> **Your instructions**
Reproduce the records below word for word, starting at the line that contains "Highlight sandy beach." and ending at the final line of the records.

· · · · · · ·

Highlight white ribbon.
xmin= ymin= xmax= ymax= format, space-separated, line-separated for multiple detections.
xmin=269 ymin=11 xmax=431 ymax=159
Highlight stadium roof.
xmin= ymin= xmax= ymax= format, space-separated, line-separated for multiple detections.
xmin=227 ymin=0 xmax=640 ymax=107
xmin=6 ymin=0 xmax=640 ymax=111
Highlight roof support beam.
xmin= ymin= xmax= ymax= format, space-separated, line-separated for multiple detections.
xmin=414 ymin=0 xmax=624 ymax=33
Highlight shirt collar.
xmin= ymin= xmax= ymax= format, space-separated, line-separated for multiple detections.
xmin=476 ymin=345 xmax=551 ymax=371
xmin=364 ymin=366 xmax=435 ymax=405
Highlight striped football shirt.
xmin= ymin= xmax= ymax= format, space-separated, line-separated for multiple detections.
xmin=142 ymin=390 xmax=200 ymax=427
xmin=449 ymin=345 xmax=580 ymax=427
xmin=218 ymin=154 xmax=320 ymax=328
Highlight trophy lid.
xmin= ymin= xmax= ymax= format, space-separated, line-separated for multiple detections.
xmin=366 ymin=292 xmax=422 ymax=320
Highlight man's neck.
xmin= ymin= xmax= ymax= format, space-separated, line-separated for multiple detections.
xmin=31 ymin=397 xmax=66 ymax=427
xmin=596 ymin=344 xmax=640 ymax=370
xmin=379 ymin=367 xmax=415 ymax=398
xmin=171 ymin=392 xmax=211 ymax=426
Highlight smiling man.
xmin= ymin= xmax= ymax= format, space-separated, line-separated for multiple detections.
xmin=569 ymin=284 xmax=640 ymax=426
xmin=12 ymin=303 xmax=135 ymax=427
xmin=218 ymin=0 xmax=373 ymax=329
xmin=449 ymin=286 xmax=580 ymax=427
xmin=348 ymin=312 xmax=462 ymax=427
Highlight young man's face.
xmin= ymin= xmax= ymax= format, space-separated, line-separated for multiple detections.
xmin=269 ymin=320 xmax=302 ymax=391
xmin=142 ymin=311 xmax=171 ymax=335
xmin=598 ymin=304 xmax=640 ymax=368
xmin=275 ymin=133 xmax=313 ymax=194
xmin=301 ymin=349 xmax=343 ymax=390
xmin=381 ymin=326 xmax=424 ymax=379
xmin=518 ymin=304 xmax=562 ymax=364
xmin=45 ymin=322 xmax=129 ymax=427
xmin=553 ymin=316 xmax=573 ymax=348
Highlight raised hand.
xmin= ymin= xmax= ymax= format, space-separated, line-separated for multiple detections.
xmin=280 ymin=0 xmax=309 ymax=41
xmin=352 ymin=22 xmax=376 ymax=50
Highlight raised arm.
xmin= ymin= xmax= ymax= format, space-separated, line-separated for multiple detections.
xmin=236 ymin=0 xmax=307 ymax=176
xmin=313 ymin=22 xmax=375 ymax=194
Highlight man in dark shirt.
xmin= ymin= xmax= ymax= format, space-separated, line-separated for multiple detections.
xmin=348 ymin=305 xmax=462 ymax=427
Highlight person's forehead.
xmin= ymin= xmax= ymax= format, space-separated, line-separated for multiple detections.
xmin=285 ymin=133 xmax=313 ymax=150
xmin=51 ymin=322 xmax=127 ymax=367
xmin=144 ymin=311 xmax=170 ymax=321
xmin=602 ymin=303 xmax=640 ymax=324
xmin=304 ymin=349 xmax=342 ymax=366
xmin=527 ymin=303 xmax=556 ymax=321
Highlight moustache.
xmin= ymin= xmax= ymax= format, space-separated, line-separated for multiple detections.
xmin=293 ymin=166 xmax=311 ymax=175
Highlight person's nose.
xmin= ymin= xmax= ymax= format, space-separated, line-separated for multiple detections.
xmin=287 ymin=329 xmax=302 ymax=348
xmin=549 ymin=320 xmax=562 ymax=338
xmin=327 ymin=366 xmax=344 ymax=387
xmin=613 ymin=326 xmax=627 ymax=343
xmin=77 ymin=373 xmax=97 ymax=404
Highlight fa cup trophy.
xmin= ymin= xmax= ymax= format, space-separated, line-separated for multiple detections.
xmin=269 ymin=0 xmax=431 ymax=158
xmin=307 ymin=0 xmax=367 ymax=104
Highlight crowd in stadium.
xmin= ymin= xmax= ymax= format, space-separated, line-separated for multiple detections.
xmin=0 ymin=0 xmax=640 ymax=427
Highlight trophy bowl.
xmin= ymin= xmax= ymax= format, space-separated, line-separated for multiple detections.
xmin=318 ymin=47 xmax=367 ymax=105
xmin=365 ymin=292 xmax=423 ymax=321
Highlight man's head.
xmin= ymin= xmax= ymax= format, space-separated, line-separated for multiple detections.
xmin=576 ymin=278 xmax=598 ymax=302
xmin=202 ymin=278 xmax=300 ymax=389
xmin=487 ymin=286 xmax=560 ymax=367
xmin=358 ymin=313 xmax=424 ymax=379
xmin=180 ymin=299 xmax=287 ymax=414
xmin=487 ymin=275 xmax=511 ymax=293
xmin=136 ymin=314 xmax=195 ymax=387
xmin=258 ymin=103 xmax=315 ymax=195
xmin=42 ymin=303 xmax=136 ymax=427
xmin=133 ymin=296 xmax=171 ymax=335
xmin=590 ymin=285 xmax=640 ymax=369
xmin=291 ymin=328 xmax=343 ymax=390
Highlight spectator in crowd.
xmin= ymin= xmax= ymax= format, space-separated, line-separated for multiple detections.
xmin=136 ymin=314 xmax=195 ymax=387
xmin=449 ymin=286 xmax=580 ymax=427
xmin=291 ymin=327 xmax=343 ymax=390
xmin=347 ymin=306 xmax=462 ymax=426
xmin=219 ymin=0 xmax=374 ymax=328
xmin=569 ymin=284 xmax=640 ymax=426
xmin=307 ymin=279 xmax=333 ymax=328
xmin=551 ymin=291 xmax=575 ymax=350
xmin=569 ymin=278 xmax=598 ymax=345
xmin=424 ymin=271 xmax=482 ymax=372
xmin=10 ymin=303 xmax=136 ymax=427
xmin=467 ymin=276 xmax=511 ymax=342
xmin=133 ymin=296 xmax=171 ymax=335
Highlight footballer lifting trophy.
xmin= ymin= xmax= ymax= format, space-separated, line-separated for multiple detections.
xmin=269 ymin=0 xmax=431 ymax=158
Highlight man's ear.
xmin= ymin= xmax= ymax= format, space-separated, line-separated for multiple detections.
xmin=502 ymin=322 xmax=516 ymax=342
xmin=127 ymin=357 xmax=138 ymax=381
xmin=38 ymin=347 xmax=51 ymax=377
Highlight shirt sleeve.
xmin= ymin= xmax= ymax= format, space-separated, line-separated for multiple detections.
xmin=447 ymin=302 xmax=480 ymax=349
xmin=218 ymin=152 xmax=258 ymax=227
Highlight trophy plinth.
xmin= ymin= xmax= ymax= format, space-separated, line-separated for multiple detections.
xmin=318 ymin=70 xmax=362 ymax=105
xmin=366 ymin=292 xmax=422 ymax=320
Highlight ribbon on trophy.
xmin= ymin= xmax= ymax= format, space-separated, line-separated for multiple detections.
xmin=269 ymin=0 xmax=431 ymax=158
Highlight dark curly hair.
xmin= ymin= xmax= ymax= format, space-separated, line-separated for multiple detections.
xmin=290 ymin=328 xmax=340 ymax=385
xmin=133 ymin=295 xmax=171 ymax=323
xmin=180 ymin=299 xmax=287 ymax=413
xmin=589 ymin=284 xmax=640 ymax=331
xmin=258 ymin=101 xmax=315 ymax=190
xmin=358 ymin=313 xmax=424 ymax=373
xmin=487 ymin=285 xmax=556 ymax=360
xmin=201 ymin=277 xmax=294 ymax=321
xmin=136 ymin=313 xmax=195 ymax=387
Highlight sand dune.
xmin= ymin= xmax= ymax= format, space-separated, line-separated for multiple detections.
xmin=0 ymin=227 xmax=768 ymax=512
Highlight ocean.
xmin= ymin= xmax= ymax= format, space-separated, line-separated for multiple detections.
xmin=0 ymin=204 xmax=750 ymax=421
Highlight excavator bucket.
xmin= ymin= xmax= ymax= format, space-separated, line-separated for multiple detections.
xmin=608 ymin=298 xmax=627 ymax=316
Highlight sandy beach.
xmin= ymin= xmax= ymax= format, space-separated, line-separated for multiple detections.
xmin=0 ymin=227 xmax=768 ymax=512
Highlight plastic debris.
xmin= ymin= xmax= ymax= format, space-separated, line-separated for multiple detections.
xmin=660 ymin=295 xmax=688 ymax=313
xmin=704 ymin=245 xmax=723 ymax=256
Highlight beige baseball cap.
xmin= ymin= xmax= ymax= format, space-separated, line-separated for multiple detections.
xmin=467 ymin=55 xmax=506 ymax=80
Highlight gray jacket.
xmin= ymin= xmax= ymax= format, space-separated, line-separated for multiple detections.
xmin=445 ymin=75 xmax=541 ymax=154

· · · · · · ·

> **The result**
Highlight sandy beach.
xmin= ymin= xmax= ymax= format, space-separated, line-separated for multiple detections.
xmin=0 ymin=227 xmax=768 ymax=512
Highlight plastic debris.
xmin= ymin= xmax= ymax= format, space-separated, line-separated for multiple detections.
xmin=660 ymin=295 xmax=688 ymax=313
xmin=704 ymin=245 xmax=723 ymax=256
Highlight beige baseball cap.
xmin= ymin= xmax= ymax= format, space-separated, line-separated for multiple detections.
xmin=467 ymin=55 xmax=506 ymax=80
Highlight gray jacket.
xmin= ymin= xmax= ymax= format, space-separated, line-separated for multiple detections.
xmin=445 ymin=75 xmax=541 ymax=154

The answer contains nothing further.